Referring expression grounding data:
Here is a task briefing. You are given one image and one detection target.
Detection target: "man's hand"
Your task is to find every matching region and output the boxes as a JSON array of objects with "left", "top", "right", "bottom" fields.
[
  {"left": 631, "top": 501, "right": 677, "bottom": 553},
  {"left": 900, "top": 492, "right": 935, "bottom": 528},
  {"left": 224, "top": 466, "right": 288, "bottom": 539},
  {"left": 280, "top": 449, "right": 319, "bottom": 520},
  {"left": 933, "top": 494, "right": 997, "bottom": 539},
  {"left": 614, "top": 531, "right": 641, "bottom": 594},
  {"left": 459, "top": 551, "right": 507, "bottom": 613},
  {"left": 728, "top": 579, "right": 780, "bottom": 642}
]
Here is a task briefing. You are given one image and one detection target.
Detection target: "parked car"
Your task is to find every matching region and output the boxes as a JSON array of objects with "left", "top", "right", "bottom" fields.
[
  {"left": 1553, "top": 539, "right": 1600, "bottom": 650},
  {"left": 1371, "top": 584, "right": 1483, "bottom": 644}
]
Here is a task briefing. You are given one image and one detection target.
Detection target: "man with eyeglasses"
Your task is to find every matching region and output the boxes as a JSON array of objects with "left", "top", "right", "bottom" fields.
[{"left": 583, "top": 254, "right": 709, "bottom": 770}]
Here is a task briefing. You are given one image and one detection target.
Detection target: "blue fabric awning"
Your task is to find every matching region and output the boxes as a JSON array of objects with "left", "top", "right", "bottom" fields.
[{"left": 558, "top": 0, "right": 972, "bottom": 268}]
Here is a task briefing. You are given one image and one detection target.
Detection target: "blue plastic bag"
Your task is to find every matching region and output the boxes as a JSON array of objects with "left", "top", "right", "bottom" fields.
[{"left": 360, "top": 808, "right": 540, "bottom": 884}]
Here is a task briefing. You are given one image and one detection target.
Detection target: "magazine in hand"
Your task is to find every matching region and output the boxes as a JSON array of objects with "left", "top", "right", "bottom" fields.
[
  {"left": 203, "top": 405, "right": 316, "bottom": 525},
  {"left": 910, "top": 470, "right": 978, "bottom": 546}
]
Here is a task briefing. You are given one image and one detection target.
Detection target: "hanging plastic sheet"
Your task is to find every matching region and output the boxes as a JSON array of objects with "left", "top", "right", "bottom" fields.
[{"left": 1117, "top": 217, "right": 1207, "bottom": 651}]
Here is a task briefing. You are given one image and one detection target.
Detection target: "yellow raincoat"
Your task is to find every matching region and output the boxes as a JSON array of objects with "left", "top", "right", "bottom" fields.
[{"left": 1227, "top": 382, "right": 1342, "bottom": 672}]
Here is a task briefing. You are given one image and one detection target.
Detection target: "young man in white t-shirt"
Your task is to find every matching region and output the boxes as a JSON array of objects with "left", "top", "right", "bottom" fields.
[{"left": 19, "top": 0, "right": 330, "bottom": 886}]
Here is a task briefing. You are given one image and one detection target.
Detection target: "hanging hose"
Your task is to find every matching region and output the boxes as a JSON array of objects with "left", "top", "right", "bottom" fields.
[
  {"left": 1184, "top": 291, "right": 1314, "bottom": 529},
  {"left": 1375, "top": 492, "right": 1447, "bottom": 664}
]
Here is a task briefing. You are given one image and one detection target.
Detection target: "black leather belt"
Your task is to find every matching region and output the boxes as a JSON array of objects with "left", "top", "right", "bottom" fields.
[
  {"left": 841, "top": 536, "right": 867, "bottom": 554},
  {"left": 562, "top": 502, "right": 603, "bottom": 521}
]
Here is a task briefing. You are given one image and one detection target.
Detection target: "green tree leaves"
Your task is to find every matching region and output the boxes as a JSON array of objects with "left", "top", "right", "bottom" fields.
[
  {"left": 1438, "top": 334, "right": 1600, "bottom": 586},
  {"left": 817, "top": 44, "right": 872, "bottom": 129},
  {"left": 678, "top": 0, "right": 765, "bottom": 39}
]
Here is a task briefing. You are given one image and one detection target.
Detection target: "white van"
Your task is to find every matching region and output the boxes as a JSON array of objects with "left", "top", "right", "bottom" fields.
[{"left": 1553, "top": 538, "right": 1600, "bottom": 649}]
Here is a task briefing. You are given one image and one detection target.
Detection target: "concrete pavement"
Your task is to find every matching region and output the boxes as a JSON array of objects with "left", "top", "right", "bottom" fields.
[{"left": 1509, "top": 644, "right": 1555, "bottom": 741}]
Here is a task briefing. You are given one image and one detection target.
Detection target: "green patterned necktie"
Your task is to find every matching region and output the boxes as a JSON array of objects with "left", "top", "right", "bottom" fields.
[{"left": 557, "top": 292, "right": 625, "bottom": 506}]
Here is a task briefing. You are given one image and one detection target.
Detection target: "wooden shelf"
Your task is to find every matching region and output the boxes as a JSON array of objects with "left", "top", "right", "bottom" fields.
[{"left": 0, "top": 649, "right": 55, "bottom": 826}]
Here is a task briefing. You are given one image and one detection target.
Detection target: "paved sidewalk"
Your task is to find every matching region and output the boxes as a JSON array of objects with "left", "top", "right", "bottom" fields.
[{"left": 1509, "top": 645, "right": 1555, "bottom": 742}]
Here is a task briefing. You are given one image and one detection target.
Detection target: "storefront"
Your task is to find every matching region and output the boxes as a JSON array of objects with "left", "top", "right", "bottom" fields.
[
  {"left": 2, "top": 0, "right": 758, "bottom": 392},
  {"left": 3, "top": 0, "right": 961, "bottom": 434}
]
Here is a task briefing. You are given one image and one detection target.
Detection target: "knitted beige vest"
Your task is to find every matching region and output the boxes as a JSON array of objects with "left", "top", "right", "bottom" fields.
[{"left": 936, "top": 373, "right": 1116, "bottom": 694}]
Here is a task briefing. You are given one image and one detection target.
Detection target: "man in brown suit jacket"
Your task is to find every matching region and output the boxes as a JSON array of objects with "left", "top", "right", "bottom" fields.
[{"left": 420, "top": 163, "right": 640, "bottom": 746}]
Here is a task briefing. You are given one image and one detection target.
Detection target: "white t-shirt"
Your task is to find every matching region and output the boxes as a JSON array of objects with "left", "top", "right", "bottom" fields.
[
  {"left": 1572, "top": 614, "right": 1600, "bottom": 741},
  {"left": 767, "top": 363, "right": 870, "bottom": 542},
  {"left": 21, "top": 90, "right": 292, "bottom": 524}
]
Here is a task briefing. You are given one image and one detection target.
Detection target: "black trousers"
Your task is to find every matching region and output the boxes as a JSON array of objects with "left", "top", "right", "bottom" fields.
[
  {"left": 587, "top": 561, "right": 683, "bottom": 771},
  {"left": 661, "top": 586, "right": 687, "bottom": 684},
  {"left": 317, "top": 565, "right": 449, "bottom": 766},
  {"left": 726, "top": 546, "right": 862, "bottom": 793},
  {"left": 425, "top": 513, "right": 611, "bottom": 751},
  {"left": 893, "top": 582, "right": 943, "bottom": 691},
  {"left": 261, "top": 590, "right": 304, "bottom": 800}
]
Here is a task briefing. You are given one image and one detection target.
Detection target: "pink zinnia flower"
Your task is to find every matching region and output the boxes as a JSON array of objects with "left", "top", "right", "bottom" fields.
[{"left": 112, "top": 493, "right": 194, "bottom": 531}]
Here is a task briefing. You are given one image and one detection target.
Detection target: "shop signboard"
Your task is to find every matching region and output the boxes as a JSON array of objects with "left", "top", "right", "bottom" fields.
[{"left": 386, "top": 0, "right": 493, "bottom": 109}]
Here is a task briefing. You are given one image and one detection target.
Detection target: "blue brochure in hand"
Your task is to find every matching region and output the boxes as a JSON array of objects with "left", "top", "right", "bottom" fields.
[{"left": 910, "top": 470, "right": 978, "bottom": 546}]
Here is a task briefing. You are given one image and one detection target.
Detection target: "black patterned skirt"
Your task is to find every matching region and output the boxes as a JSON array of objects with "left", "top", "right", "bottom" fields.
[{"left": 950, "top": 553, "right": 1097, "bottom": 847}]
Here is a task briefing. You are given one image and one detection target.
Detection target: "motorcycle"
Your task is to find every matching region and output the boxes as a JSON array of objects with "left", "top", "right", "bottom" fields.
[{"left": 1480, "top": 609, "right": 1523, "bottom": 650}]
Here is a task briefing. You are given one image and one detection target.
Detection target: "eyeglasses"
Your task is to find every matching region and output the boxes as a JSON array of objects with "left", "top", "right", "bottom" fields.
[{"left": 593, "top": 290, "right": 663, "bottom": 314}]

Activity -
Return all lines of the data in which the string "white" appears.

Result below -
Detection target: "young man in white t-shirt"
Detection target: "white van"
Detection target: "white t-shirt"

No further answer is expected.